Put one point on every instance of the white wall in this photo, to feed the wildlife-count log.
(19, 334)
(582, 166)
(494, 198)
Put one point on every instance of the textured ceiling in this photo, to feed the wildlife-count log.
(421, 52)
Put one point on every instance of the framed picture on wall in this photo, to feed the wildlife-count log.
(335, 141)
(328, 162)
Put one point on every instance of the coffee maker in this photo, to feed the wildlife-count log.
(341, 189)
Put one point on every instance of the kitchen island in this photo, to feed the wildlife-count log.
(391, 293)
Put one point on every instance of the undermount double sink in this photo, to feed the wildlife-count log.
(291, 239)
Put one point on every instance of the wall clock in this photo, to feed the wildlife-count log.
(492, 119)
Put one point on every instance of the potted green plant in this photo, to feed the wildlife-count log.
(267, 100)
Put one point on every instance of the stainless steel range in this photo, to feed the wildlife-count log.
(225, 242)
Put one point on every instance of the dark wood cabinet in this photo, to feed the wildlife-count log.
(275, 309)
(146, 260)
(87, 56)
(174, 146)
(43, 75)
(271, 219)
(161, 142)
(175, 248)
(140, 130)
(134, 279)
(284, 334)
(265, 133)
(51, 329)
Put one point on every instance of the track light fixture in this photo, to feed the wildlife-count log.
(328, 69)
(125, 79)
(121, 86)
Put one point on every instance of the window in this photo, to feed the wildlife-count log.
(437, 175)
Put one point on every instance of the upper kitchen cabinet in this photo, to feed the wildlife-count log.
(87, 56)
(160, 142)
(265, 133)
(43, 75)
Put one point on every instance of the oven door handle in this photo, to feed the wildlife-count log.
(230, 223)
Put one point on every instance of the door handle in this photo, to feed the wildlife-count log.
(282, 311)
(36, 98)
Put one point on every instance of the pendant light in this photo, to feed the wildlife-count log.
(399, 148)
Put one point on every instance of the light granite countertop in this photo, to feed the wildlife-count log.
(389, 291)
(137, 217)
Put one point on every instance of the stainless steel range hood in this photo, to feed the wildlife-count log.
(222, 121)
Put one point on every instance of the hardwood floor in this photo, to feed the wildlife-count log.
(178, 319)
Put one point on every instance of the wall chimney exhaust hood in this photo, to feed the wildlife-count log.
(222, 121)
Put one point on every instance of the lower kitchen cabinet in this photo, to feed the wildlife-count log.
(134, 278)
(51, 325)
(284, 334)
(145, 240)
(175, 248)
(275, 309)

• OBJECTIVE: Starting at the line that contains "steel range hood" and going through the end of the records, give those records as a two-column CSV with the columns text and answer. Use one row per record, put each value in its own quoted field, and turn line breaks into spaces.

• RESPONSE TO THIS EXERCISE:
text,answer
"Put one point on every instance of the stainless steel range hood in this photo, to feed the wildlife-count log.","(222, 121)"
"Put one point on every instance of the hardwood floor in this photo, to feed the wildlife-count log.","(178, 319)"
"Put one point on every instance of the wall chimney exhaust hood in this photo, to feed the wildlife-count log.","(222, 121)"
"Put one point on every instance of the lower kitchen cabinet in this photo, to feed the wildlife-count log.","(134, 278) (51, 325) (284, 334) (145, 240) (175, 248) (275, 309)"